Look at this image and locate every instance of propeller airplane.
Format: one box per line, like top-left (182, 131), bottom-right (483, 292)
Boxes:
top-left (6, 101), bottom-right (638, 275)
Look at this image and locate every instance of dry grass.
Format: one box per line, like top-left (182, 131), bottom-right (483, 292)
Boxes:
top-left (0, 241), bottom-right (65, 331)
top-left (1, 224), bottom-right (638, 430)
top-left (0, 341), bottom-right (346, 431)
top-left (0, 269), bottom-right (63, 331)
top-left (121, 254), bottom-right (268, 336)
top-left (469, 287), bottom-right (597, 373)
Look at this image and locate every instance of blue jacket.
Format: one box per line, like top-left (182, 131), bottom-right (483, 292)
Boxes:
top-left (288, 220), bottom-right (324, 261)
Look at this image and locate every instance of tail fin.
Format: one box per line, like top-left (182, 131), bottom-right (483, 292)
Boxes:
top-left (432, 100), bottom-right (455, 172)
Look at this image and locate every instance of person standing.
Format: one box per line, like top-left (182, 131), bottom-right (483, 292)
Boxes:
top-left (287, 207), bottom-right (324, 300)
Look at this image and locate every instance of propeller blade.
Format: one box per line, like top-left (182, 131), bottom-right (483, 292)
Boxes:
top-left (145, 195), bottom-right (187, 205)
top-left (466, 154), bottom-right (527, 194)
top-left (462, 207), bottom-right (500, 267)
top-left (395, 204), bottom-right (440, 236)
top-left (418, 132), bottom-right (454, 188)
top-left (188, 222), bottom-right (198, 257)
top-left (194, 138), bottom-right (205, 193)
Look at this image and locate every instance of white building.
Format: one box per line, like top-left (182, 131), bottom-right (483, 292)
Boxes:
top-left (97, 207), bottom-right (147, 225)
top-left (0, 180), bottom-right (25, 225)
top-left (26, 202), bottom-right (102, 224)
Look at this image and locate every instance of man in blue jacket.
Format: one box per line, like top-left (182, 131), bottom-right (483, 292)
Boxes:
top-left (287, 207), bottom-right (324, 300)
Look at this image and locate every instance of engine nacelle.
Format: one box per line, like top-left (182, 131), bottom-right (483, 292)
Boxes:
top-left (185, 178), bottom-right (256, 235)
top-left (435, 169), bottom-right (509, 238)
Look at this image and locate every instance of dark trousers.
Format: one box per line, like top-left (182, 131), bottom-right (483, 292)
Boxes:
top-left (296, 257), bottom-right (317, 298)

- _WORK REQUIRED_: From the first line of the data above to the line holding "Look at this image and locate every instance of engine", reproduce each line exactly; emit no other lines.

- _SOLVED PROBLEM_:
Look at this image and locate every instance of propeller airplane.
Format: one box per line, like top-left (182, 131), bottom-right (483, 292)
Boxes:
top-left (6, 101), bottom-right (638, 275)
Look at this image and locate every instance of dry grass.
Format: one box per line, like top-left (182, 131), bottom-right (483, 292)
Boxes:
top-left (0, 241), bottom-right (65, 331)
top-left (1, 224), bottom-right (638, 430)
top-left (0, 341), bottom-right (346, 431)
top-left (0, 269), bottom-right (63, 331)
top-left (121, 254), bottom-right (268, 336)
top-left (469, 287), bottom-right (597, 373)
Look at this image and locate every instance of blue jacket.
Format: one box per line, like top-left (182, 131), bottom-right (483, 292)
Boxes:
top-left (288, 220), bottom-right (324, 261)
Look at this image and locate every instance of tail fin.
Format: one box per line, like top-left (182, 131), bottom-right (483, 292)
Boxes:
top-left (432, 100), bottom-right (455, 172)
Look at this image and locate every instance of person standing.
Format: one box per line, like top-left (182, 131), bottom-right (483, 292)
Boxes:
top-left (287, 207), bottom-right (324, 300)
Look at this image and locate every instance of propeller blade.
Format: one box per line, like top-left (182, 131), bottom-right (483, 292)
Boxes:
top-left (145, 195), bottom-right (187, 205)
top-left (466, 154), bottom-right (527, 194)
top-left (462, 207), bottom-right (500, 267)
top-left (395, 204), bottom-right (440, 236)
top-left (418, 132), bottom-right (454, 188)
top-left (188, 222), bottom-right (198, 257)
top-left (194, 138), bottom-right (205, 193)
Look at this image and locate every instance of white building.
Format: one box per line, like top-left (182, 131), bottom-right (483, 292)
Boxes:
top-left (97, 207), bottom-right (147, 225)
top-left (0, 180), bottom-right (25, 225)
top-left (26, 202), bottom-right (102, 224)
Look at this image and locate every instance of man in blue jacket.
Format: one box per line, like top-left (182, 131), bottom-right (483, 292)
Boxes:
top-left (287, 207), bottom-right (324, 300)
Look at this image and locate every instance of engine nacelle.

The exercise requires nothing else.